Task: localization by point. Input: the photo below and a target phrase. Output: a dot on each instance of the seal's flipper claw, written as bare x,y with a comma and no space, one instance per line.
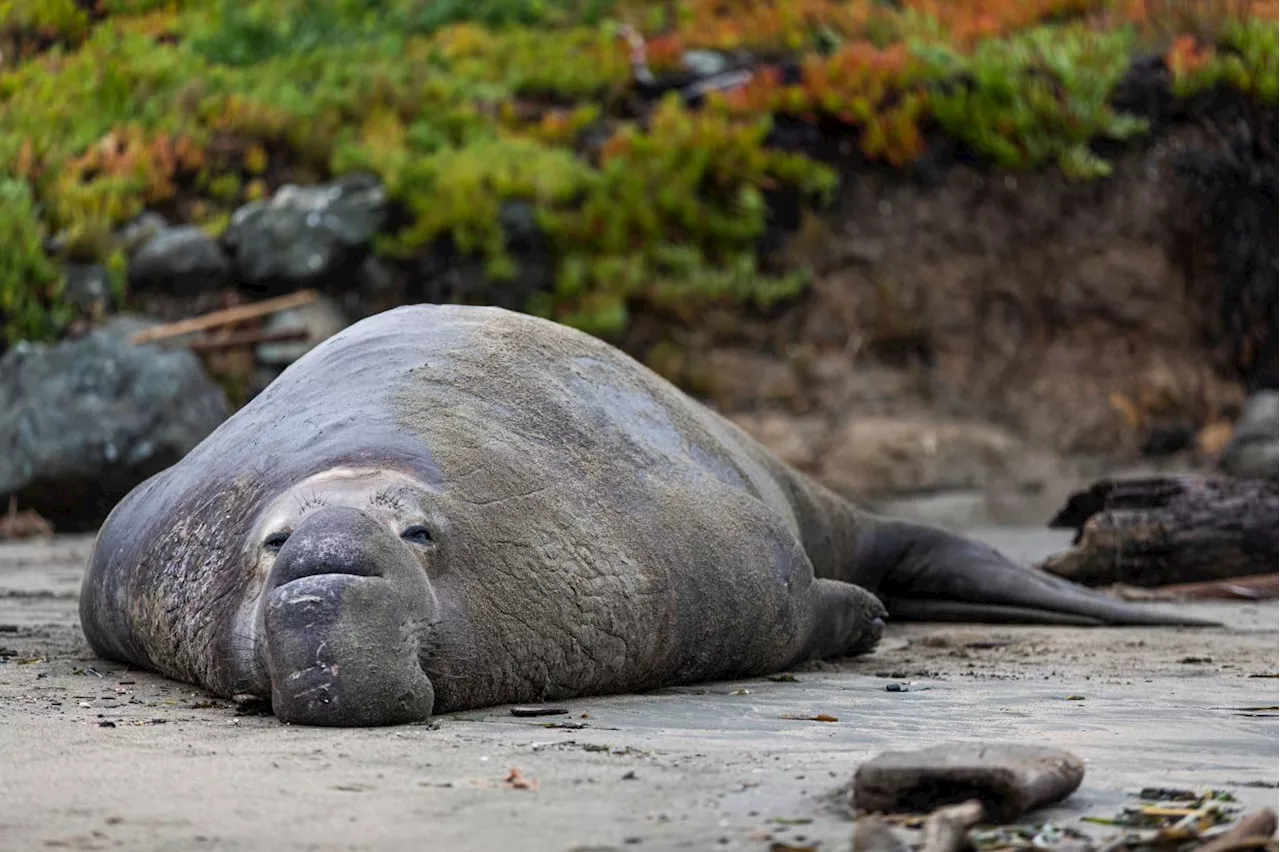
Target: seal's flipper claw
940,576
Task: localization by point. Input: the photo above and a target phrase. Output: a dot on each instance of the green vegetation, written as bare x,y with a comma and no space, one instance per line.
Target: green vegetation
196,106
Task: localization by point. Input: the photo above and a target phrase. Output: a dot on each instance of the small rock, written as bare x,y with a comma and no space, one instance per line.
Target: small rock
1253,449
140,230
304,236
88,288
320,320
539,710
1008,778
182,261
85,421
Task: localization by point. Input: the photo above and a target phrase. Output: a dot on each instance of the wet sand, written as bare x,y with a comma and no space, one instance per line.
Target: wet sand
96,756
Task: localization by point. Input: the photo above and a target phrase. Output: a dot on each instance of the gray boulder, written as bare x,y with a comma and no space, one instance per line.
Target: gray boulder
181,260
1253,450
304,236
83,421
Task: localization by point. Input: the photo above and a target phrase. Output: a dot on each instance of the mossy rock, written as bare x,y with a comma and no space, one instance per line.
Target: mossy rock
196,106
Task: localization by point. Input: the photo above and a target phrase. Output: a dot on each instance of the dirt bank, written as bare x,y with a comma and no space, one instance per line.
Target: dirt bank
100,757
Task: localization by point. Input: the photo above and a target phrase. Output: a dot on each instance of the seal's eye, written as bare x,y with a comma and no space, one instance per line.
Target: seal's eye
417,534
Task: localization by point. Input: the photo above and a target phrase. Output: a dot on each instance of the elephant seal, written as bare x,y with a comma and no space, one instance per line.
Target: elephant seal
449,507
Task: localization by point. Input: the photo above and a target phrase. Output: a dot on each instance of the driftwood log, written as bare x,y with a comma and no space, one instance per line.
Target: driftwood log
1156,531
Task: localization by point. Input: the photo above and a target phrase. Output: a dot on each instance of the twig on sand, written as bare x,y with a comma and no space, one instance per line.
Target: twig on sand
947,828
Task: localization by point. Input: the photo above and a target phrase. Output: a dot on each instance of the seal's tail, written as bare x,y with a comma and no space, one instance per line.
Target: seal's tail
929,575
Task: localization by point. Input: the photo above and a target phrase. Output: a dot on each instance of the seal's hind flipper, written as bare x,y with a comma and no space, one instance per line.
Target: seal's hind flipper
931,575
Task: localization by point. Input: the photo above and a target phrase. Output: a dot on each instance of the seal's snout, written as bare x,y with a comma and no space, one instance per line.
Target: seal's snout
338,540
342,618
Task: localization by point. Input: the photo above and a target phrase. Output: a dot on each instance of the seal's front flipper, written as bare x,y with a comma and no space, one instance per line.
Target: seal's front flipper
932,575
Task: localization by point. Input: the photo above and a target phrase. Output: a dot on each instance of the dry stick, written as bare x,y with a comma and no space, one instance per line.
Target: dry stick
1252,832
1248,587
227,316
247,338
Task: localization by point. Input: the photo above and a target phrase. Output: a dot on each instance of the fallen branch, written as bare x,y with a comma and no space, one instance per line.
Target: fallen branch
227,316
247,338
1251,587
1157,531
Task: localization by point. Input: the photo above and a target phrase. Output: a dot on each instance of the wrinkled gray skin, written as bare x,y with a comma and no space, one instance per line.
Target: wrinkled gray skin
449,507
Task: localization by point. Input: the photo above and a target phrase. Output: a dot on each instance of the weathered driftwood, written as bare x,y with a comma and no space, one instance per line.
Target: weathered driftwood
1009,779
1156,531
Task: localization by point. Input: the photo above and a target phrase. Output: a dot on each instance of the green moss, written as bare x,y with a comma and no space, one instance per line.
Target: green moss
31,288
672,219
462,108
1038,97
55,18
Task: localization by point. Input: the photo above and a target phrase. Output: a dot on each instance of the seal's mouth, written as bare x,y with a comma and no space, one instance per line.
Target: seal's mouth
342,651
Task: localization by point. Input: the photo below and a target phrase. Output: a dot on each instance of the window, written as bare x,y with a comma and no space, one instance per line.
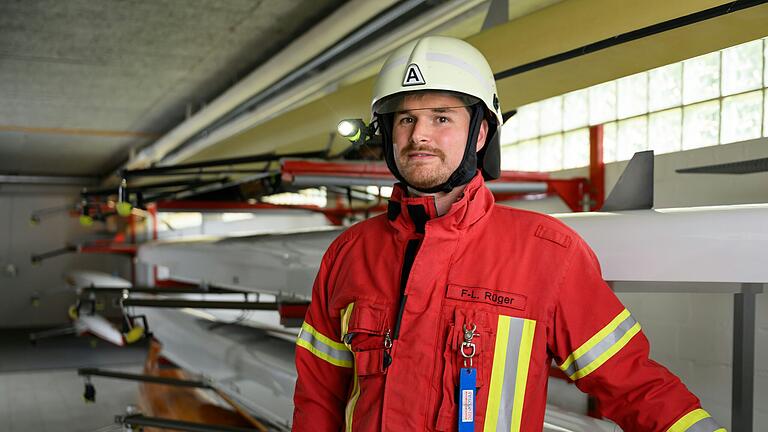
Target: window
633,95
743,68
602,103
717,98
576,148
575,109
551,153
551,116
700,124
665,131
742,117
633,137
665,87
701,78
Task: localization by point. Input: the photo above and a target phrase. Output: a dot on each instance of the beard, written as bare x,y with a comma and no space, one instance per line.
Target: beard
423,174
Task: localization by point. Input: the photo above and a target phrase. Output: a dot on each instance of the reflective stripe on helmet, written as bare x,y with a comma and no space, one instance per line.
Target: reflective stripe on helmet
509,374
601,347
697,420
324,347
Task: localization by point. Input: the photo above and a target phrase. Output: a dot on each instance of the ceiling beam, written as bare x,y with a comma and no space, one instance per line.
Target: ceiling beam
48,180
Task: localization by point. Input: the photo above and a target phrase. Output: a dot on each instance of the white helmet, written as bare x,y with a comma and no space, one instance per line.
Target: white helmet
444,64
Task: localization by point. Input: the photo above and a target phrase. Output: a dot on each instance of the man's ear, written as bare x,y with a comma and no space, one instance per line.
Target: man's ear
482,135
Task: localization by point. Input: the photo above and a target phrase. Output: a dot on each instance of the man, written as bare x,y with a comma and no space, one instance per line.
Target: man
446,312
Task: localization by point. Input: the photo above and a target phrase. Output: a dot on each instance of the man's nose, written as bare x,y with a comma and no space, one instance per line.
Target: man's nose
421,132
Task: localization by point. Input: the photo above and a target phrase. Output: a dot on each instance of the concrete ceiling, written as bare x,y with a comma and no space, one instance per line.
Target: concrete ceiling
84,82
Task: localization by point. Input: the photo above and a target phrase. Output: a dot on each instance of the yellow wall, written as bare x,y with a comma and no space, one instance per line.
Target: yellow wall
558,28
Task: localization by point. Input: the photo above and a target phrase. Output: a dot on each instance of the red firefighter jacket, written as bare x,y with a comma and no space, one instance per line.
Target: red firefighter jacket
380,349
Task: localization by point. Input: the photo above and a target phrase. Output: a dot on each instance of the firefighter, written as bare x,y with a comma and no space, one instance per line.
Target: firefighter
446,312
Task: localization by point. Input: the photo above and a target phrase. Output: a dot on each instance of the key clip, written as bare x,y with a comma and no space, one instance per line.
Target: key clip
468,349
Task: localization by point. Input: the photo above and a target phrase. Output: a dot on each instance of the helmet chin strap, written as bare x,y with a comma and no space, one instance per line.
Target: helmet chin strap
463,173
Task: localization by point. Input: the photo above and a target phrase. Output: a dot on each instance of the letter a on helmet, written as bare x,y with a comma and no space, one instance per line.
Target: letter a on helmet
442,64
413,76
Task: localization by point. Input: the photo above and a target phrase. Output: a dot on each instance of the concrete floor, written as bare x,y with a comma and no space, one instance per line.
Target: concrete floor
40,390
51,401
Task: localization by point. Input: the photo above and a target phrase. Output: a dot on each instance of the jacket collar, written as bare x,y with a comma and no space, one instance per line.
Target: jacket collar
412,214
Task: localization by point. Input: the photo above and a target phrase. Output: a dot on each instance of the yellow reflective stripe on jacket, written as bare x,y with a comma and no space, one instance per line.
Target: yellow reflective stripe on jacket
509,374
601,347
324,347
697,420
349,411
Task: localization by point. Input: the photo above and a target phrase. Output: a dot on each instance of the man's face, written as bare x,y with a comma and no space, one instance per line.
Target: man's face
429,133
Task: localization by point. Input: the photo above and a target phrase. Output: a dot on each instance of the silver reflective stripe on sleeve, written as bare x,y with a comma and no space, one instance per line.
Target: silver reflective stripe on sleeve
697,420
705,425
323,347
509,374
601,347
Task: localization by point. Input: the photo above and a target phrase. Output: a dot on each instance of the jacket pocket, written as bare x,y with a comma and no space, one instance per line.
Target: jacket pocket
453,361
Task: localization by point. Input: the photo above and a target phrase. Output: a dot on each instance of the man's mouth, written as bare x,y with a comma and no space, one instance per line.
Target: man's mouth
420,155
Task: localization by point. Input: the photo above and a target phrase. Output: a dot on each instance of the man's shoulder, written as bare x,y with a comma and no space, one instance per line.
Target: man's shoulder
373,226
539,224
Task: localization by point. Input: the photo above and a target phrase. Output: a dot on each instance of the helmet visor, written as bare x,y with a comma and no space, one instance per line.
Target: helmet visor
409,101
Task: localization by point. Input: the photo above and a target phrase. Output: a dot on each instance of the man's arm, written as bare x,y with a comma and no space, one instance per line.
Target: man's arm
323,363
600,345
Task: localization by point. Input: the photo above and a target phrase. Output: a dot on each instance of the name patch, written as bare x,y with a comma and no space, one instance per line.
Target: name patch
483,295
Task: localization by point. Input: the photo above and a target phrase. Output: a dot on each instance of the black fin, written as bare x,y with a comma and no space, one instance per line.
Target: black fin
634,190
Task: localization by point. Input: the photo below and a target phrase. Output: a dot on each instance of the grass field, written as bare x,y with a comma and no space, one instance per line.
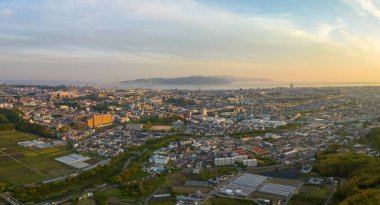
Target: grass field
29,165
116,194
228,201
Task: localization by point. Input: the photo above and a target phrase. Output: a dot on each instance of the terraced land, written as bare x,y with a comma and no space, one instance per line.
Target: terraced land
20,165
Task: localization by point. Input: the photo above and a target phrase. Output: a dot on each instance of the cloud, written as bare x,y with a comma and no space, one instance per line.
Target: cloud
363,7
5,12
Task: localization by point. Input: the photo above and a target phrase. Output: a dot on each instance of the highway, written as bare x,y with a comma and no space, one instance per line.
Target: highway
10,199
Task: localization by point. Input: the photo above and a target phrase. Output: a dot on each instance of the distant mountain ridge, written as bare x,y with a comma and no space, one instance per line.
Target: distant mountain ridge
195,80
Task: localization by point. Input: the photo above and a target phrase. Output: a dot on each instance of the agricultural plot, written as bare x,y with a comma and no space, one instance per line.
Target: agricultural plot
20,165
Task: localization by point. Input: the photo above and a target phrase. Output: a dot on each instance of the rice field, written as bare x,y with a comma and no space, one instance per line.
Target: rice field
20,165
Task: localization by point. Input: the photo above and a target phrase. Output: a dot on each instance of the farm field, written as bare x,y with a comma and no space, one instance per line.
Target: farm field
20,165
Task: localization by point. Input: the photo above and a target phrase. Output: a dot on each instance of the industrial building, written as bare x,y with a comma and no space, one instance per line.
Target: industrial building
244,185
74,160
278,189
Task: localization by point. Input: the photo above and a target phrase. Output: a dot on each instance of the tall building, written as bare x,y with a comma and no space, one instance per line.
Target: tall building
204,112
99,120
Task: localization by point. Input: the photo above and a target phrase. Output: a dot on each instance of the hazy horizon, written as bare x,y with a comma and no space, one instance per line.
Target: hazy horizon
283,41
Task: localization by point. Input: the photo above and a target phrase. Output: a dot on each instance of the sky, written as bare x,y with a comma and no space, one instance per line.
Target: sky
96,40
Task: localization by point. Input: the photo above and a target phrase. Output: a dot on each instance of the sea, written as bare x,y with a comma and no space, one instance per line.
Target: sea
233,86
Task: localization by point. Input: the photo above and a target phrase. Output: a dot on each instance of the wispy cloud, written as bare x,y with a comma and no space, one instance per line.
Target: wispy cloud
363,7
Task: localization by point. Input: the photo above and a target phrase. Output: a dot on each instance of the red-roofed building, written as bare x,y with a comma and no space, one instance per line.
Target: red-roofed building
259,151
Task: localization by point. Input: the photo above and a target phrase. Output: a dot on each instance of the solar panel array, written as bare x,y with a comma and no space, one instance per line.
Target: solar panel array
74,160
247,182
277,189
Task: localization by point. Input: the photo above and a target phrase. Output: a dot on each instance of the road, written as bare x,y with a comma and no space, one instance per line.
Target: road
10,199
215,189
327,202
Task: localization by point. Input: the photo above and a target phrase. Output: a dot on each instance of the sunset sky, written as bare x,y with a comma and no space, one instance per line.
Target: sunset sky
95,40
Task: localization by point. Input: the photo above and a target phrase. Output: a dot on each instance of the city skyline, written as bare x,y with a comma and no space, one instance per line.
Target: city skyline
289,41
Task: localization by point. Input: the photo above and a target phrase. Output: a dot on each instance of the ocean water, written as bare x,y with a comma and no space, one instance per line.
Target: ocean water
233,86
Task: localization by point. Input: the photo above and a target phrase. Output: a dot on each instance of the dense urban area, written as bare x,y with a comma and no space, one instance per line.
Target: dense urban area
87,145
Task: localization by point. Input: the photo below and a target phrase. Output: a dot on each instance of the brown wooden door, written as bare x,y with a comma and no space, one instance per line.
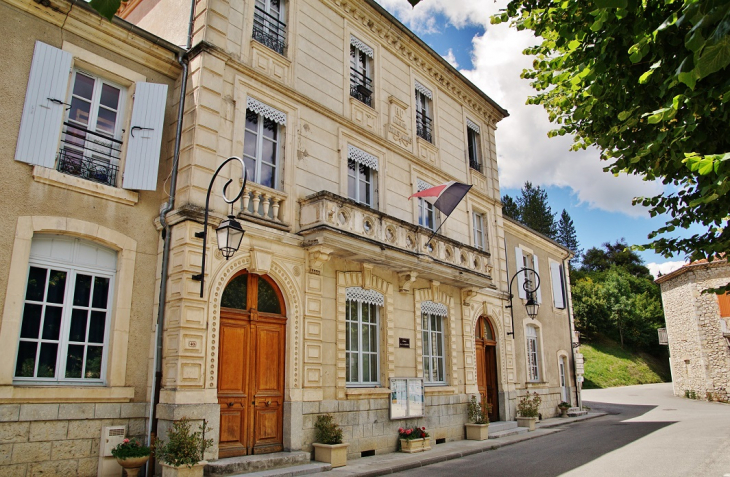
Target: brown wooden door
251,368
487,379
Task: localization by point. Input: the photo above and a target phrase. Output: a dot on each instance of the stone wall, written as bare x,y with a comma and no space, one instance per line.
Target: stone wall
367,426
61,439
700,357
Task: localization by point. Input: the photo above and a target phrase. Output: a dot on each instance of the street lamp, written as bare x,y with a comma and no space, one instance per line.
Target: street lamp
229,233
531,305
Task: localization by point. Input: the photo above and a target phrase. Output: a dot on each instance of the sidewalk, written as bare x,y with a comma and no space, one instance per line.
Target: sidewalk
397,461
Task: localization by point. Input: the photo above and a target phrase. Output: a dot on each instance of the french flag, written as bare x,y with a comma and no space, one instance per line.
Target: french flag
444,197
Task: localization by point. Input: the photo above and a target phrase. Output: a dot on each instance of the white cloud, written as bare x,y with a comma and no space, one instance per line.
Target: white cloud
523,149
664,268
451,58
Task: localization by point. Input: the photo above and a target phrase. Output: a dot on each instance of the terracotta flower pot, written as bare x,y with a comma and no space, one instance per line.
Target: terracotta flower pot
411,446
133,464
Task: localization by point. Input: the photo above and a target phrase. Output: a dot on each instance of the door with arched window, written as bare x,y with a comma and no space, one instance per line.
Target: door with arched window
251,366
487,380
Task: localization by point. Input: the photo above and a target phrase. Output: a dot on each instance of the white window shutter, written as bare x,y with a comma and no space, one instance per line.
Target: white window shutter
519,265
557,285
44,108
145,136
537,270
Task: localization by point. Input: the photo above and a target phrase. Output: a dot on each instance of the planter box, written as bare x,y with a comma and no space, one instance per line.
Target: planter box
183,471
411,446
335,454
477,432
528,422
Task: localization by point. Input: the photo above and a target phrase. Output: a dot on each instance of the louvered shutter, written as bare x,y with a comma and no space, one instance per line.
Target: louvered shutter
519,265
537,270
44,108
557,285
145,137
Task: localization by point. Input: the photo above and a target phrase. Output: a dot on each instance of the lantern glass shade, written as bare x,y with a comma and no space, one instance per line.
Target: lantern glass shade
229,234
531,306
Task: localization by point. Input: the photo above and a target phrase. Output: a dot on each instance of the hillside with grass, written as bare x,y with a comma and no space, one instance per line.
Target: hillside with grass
608,365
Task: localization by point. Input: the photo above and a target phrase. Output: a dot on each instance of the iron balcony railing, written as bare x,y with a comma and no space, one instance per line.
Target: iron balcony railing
269,31
89,155
424,126
361,87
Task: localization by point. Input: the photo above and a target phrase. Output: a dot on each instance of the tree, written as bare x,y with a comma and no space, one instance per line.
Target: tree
567,237
532,209
647,84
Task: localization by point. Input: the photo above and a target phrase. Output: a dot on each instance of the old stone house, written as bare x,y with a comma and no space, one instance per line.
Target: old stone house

◆ What this task involves: Your task is to return, exactly and on their own, the lines from the one containing "of the iron" through the last line of the listing.

◆ Answer to this task:
Task: localization by point. Input: the photo above and a target phrase. Output: a dot on each instance of the iron balcony railing, written as bare x,y with a comma and no space, one instance per line.
Target: iron balcony railing
269,31
89,155
424,126
361,87
Task: localization by point. Input: the photo above and a target phrase. Output: a dot on each instance of the tree, written as bare x,y with a comma and no space, one instance per line.
Target: tree
567,237
532,209
647,84
Task: localization by point. Input: the photo above and a target phrase. Output: a dot on each instance of the old stone house, written as bare x,y with a comma and no space, one instance per line.
Target: old stone house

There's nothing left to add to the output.